Their approach is to model a combination of mechanisms throughout the Earth as a single, evolving three-dimensional system without the constraint of perfectly rigid plates, which of course they are not. The physical parameters boil down to those involved in relative buoyancy, viscosity, and gradients of temperature, pressure and gravitational potential energy within a spherical planet. Designing the algorithms and running the model on a supercomputer took 9 months to reconstruct the evolution of the planet over 1.5 billion years.
Still from a movie of simulated breakup of a supercontinent, in bland blue-grey, showing what happens at the surface (left) and, at the same time, in the mantle (right): note the influence of rising plumes (credit: Nicolas Coltice)

(Saved data entries)
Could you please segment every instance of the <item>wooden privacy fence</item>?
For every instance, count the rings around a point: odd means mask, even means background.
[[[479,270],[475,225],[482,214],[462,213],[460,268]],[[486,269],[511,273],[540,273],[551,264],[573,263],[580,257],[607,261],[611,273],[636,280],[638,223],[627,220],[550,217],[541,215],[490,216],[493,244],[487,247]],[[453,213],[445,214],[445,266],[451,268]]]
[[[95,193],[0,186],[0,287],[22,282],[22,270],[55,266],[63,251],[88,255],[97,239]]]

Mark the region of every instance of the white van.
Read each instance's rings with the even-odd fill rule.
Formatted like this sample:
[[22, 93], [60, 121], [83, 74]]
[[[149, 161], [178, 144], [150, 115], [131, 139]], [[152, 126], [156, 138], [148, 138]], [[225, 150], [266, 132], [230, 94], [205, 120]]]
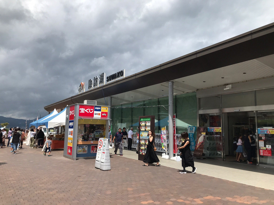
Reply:
[[56, 130], [54, 127], [50, 127], [48, 129], [48, 135], [47, 135], [47, 127], [45, 126], [40, 126], [40, 129], [42, 129], [43, 132], [45, 134], [45, 136], [46, 136], [46, 139], [49, 136], [50, 136], [51, 134], [56, 134]]

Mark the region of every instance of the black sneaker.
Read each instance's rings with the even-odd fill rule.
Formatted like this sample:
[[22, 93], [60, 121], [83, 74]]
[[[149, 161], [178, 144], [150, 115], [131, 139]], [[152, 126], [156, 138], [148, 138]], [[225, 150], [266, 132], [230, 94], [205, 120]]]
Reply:
[[191, 173], [193, 174], [194, 174], [194, 173], [196, 173], [196, 171], [197, 170], [197, 168], [194, 167], [193, 167], [193, 169], [192, 169], [192, 172], [191, 172]]

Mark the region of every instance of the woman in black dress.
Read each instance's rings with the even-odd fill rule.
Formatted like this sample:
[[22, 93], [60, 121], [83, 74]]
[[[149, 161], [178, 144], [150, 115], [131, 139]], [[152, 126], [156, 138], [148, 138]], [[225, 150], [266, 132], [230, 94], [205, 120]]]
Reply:
[[145, 164], [143, 164], [143, 166], [148, 166], [149, 164], [156, 162], [156, 165], [155, 166], [158, 167], [161, 164], [159, 163], [160, 160], [156, 154], [156, 152], [154, 150], [155, 134], [152, 130], [150, 130], [149, 131], [147, 136], [149, 136], [149, 144], [147, 146], [147, 151], [145, 152], [145, 157], [143, 161]]
[[182, 158], [182, 166], [184, 169], [180, 172], [180, 174], [185, 174], [187, 173], [185, 167], [192, 167], [192, 173], [196, 173], [197, 168], [194, 166], [194, 161], [192, 152], [190, 150], [190, 140], [188, 137], [188, 134], [184, 132], [181, 134], [181, 138], [184, 141], [181, 146], [178, 148], [181, 153], [180, 155]]

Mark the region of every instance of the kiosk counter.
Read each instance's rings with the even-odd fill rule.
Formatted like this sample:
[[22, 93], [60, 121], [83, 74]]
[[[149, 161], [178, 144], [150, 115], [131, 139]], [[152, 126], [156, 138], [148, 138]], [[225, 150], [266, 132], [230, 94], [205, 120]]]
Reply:
[[109, 107], [76, 104], [67, 107], [64, 157], [95, 159], [99, 138], [108, 137]]

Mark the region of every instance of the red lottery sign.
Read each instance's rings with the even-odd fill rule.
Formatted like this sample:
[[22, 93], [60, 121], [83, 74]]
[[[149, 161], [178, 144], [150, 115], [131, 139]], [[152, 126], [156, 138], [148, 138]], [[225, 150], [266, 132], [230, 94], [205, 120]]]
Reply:
[[74, 119], [74, 106], [71, 106], [69, 109], [69, 120], [73, 120]]
[[80, 105], [79, 106], [79, 116], [81, 117], [91, 117], [94, 115], [94, 106]]

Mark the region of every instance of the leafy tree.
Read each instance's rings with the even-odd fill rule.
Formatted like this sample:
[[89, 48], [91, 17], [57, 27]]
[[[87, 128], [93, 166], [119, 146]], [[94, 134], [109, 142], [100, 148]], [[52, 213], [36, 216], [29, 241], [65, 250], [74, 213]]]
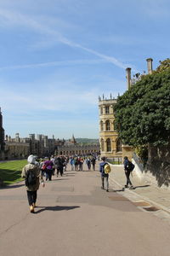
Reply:
[[167, 144], [170, 139], [170, 59], [144, 75], [114, 107], [122, 142], [134, 147]]

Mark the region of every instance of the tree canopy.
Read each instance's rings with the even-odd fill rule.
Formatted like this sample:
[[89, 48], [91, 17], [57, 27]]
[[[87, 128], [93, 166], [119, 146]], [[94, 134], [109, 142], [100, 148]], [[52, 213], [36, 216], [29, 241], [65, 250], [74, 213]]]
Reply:
[[[167, 66], [167, 67], [166, 67]], [[167, 144], [170, 140], [170, 59], [119, 96], [115, 125], [125, 144]]]

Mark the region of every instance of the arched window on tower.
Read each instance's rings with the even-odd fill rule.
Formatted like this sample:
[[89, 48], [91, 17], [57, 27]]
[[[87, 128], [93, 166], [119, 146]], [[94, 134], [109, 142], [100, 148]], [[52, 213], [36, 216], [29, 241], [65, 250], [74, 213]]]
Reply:
[[106, 139], [106, 151], [110, 152], [111, 151], [111, 142], [110, 139]]
[[110, 107], [105, 106], [105, 113], [110, 113]]
[[117, 138], [116, 142], [116, 152], [122, 151], [122, 140]]
[[101, 151], [104, 151], [104, 139], [101, 138], [100, 140], [100, 145], [101, 145]]
[[110, 120], [105, 121], [105, 130], [110, 131]]
[[100, 121], [100, 131], [104, 131], [104, 122]]

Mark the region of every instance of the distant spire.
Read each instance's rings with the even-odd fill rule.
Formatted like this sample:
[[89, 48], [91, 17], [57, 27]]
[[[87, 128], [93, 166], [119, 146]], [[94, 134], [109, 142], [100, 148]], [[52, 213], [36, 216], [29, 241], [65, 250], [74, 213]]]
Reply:
[[76, 144], [76, 141], [74, 137], [74, 134], [72, 135], [72, 138], [71, 139], [71, 143], [73, 143], [73, 144]]

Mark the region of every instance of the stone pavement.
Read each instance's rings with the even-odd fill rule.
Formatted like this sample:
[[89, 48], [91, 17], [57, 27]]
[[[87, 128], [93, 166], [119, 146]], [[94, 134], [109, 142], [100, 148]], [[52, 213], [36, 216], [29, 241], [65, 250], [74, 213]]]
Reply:
[[110, 173], [110, 189], [128, 198], [141, 210], [152, 212], [154, 215], [170, 224], [170, 191], [150, 183], [133, 171], [130, 179], [134, 189], [122, 188], [126, 183], [123, 166], [111, 165]]

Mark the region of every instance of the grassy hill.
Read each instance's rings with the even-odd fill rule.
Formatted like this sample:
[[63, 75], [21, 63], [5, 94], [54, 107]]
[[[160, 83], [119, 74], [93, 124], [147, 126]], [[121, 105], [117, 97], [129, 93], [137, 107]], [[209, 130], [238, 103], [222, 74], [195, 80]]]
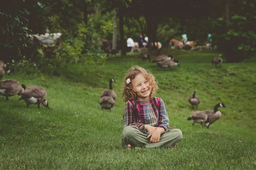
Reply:
[[[212, 51], [163, 54], [172, 54], [180, 68], [163, 69], [136, 54], [110, 58], [102, 66], [70, 65], [59, 77], [5, 76], [44, 87], [50, 109], [26, 108], [18, 96], [8, 102], [0, 96], [0, 169], [255, 169], [256, 62], [220, 68], [211, 65], [218, 55]], [[156, 78], [156, 96], [165, 102], [170, 128], [183, 133], [177, 149], [128, 150], [121, 145], [122, 79], [136, 65]], [[98, 103], [111, 78], [117, 95], [111, 112]], [[209, 129], [186, 120], [194, 111], [188, 102], [194, 91], [201, 101], [198, 110], [213, 110], [219, 102], [228, 107], [220, 109], [221, 118]]]

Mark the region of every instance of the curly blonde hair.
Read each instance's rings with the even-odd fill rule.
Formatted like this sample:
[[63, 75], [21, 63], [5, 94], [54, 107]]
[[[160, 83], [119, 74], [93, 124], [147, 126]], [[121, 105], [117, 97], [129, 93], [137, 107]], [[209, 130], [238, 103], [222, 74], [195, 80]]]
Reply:
[[154, 95], [156, 93], [158, 86], [156, 82], [155, 77], [148, 71], [147, 71], [142, 67], [135, 66], [131, 68], [128, 70], [126, 75], [123, 80], [123, 91], [122, 98], [123, 101], [127, 102], [128, 100], [131, 99], [135, 99], [137, 96], [137, 93], [135, 91], [132, 85], [131, 82], [130, 82], [128, 84], [126, 83], [126, 80], [129, 78], [131, 81], [134, 79], [135, 77], [139, 74], [142, 74], [145, 76], [145, 78], [149, 82], [149, 87], [152, 88], [152, 91], [149, 94], [149, 98], [153, 97]]

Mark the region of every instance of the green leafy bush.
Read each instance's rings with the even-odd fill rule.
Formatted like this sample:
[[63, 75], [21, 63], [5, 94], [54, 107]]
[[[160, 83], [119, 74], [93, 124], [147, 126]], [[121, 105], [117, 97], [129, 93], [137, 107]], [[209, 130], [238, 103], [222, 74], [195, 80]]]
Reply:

**Problems and tasks**
a. Do these statements agree with the passage on the Earth simulation above the items? Answer yes or no for each and quote the words from the passage that settle it. (i) The model treats plates as perfectly rigid. (ii) The reconstruction covers 1.5 billion years of the planet's evolution. (iii) The movie still shows the surface on the right.
b. Carry the passage on the Earth simulation above the items further, picking up right after its final caption.

**Expected responses**
a.
(i) No: "without the constraint of perfectly rigid plates, which of course they are not"
(ii) Yes: "to reconstruct the evolution of the planet over 1.5 billion years"
(iii) No: "showing what happens at the surface (left)"

b.
The result is a remarkable series of unfolding scenarios. In them, 2/3 of the planet’s surface moves faster than does the underlying mantle, suggesting that the surface is dragging the interior. For the remainder, mantle motions exceed those of the surface. Continents are dragged by the underlying mantle to aggregate in supercontinents, which in turn are torn apart by the sinking of cold oceanic slabs. The model takes on a highly visual form, showing in 3-D, for instance: ocean closure and supercontinent assembly; and example of continental breakup; how subduction is initiated.
It will be fascinating to see the reaction of the authors’ peers to their venture, and the extent to which the technicalities of the paper are translated into a form that is suitable for teaching. My suspicion is that most Earth scientists will be happy to stay with the old conceptions until the latter is achieved, and laptops are able to run the model(!)